What this task involves:
Count the lines in the rows below that contain the string "door", with case counting, and give only that number.

Records supplied:
:::

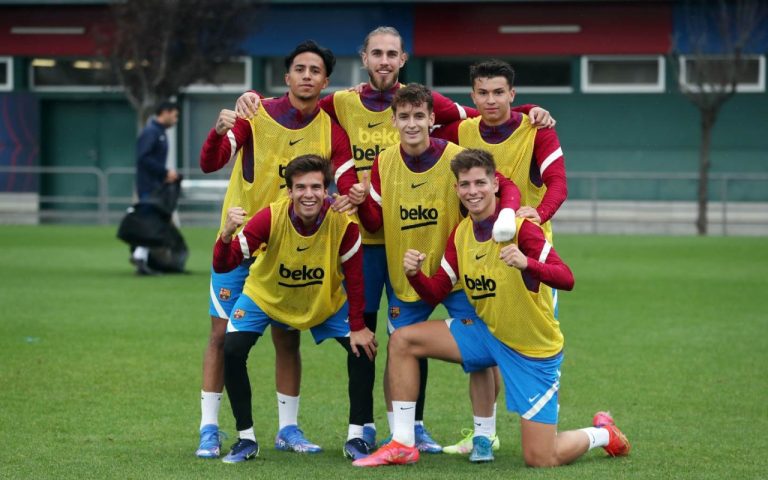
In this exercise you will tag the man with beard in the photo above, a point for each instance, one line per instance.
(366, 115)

:::

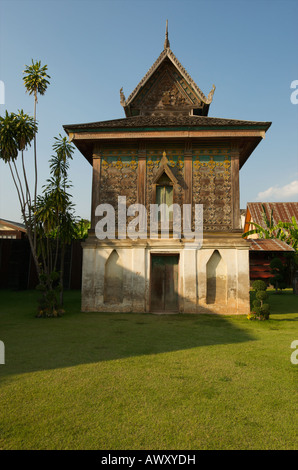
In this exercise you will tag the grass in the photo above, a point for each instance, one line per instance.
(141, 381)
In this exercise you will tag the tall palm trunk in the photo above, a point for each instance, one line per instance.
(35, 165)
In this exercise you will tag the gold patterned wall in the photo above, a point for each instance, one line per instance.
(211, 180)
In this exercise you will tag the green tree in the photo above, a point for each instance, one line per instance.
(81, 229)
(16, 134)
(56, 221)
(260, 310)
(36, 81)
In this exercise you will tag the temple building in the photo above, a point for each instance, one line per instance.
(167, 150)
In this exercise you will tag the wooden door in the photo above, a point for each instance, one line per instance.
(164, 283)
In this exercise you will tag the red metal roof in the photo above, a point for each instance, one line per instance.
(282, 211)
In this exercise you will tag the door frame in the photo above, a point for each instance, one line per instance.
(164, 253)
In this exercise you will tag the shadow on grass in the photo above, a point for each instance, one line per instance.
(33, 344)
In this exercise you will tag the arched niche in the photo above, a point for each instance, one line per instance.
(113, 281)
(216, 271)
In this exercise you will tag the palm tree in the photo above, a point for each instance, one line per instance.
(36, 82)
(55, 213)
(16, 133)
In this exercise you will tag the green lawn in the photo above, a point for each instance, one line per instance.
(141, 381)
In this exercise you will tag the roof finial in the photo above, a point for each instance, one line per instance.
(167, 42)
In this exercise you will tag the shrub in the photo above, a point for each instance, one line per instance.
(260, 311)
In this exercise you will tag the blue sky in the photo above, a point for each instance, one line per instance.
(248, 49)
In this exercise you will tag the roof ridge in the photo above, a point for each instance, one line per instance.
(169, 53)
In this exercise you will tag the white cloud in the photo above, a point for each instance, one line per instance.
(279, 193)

:::

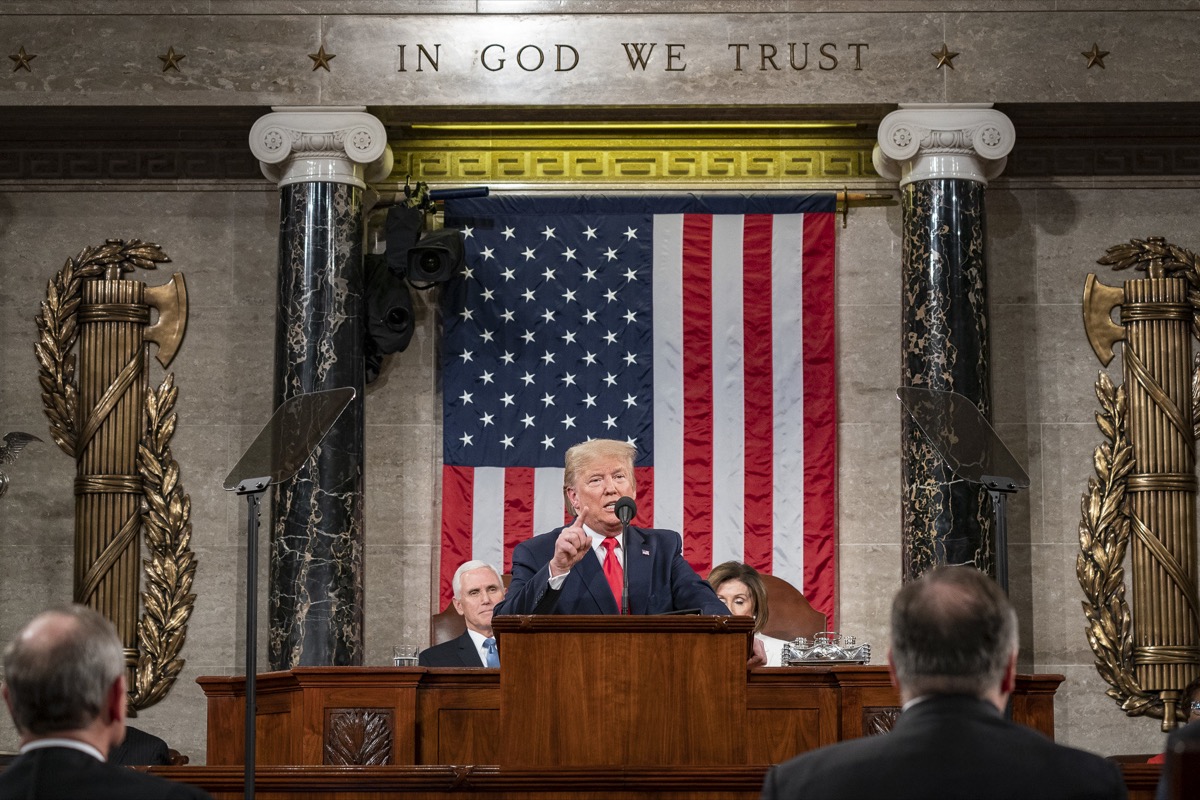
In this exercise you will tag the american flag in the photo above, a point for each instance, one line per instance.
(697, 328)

:::

Solved exercise:
2